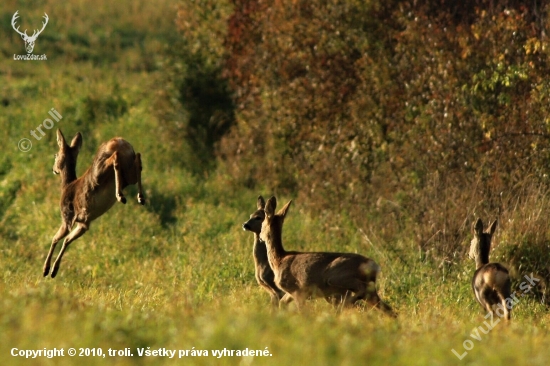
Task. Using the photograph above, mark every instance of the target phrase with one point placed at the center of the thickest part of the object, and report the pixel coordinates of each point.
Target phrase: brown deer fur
(264, 274)
(345, 276)
(491, 282)
(84, 199)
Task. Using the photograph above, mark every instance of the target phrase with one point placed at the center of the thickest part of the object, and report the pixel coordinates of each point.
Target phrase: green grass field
(177, 274)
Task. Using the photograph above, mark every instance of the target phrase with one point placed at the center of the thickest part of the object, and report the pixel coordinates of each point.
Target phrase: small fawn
(491, 282)
(264, 274)
(84, 199)
(348, 277)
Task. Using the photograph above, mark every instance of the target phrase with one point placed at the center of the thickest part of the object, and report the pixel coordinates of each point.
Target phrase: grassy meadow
(178, 273)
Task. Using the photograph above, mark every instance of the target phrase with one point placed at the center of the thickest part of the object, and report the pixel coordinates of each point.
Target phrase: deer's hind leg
(75, 234)
(138, 168)
(114, 160)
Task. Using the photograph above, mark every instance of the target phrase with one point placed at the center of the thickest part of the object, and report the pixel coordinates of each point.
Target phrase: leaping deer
(347, 277)
(84, 199)
(29, 41)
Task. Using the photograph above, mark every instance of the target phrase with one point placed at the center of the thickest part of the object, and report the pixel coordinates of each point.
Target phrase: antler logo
(29, 41)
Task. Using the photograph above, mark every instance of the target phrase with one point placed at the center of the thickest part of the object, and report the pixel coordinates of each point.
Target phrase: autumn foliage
(408, 115)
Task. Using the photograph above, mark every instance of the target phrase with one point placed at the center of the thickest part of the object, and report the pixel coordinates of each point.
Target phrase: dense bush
(413, 117)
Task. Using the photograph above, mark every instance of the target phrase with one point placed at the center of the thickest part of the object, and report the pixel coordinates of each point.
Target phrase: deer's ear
(261, 203)
(493, 227)
(270, 207)
(478, 228)
(60, 139)
(283, 211)
(77, 142)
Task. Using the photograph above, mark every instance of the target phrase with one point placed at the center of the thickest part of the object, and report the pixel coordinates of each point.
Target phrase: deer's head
(29, 40)
(65, 159)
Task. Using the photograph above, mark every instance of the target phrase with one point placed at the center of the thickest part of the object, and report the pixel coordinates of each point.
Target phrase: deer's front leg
(63, 230)
(75, 234)
(118, 178)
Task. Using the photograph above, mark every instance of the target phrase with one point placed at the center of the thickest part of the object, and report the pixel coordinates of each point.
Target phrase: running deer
(264, 274)
(84, 199)
(491, 282)
(346, 276)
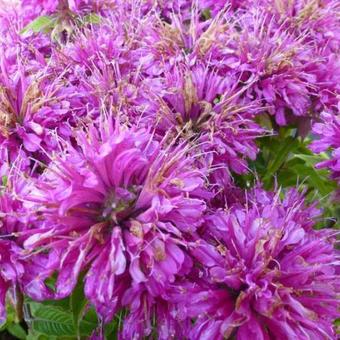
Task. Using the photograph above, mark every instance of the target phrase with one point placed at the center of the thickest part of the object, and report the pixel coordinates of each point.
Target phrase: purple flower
(12, 221)
(119, 205)
(268, 273)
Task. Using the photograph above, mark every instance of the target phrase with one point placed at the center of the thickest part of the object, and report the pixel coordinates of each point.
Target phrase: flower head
(268, 273)
(119, 207)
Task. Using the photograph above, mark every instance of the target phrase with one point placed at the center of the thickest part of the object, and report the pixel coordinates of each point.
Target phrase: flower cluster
(124, 126)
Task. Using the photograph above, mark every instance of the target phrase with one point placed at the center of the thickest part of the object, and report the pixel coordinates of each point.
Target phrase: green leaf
(17, 331)
(4, 181)
(53, 321)
(279, 156)
(206, 13)
(77, 304)
(43, 23)
(92, 18)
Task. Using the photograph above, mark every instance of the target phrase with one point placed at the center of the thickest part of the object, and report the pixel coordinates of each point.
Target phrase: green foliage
(43, 23)
(286, 161)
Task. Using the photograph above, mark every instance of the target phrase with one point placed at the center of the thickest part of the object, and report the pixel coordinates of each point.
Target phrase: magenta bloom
(269, 275)
(119, 206)
(11, 213)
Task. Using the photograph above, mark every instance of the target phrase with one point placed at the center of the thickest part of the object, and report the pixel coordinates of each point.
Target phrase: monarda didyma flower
(269, 274)
(119, 207)
(329, 132)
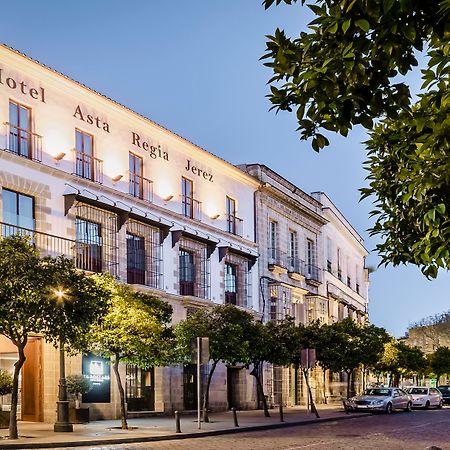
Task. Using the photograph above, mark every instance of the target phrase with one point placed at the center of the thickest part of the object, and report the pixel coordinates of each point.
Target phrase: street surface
(405, 431)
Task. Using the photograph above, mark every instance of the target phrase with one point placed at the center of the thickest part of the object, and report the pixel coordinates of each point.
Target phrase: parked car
(445, 391)
(425, 397)
(381, 399)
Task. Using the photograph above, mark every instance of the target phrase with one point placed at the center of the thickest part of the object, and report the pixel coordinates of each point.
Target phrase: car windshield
(418, 391)
(378, 391)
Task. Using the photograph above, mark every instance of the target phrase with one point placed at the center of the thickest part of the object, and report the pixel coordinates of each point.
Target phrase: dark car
(445, 391)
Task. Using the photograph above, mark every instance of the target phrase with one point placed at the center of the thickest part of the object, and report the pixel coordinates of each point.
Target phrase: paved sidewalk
(39, 435)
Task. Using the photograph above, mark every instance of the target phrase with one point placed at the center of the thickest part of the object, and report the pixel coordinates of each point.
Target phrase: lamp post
(62, 423)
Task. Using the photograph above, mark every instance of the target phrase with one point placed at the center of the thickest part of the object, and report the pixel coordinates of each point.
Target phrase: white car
(425, 397)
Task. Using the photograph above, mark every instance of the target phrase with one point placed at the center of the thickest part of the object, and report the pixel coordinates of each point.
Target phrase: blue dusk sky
(193, 67)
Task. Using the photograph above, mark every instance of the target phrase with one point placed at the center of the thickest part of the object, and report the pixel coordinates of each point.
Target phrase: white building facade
(91, 179)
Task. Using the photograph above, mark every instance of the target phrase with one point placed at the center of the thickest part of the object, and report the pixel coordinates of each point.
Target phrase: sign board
(204, 351)
(98, 371)
(307, 358)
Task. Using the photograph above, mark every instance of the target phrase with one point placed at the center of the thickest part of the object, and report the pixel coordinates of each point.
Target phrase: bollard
(233, 410)
(281, 412)
(177, 422)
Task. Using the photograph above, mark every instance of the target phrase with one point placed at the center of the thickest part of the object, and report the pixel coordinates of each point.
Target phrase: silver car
(381, 399)
(425, 397)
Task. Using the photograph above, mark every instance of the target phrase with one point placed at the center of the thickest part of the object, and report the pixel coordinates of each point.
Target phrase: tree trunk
(259, 387)
(206, 396)
(123, 411)
(13, 434)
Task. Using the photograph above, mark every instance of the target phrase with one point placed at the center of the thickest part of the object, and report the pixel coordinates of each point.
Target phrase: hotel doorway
(140, 388)
(32, 401)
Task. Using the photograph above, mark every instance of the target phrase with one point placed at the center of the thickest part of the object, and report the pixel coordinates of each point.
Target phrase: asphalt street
(400, 430)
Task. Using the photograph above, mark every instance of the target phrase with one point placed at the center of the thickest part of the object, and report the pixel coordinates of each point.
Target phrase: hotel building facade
(95, 181)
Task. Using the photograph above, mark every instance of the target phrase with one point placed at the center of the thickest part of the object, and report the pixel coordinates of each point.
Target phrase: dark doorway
(233, 387)
(140, 389)
(190, 386)
(32, 406)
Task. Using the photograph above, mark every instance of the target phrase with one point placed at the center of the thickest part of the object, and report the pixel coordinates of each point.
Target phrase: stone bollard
(177, 422)
(233, 410)
(281, 412)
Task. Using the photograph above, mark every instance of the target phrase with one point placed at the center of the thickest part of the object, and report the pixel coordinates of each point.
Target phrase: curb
(171, 437)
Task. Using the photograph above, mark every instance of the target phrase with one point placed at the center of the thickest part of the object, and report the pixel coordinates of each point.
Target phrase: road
(405, 431)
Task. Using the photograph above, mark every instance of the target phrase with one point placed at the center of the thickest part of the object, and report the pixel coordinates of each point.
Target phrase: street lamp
(62, 423)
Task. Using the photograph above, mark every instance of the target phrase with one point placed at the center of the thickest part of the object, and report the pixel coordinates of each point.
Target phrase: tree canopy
(348, 69)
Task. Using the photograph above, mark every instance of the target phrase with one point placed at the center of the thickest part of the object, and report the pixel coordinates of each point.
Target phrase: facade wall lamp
(59, 157)
(117, 178)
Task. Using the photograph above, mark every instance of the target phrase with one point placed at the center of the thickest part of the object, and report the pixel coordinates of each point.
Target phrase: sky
(193, 67)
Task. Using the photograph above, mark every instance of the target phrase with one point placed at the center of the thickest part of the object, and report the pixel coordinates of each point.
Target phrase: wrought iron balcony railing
(277, 257)
(87, 166)
(234, 225)
(23, 142)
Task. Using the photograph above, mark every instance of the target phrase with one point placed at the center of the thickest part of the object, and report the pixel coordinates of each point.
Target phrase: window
(84, 149)
(20, 130)
(135, 259)
(339, 263)
(89, 245)
(136, 182)
(313, 271)
(273, 240)
(187, 272)
(329, 255)
(232, 220)
(231, 278)
(18, 209)
(187, 201)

------

Pick out each line above that contains the word "white", and copy it in full.

RESULT OF THIS TASK:
Target phrase: white car
Target phrase: white building facade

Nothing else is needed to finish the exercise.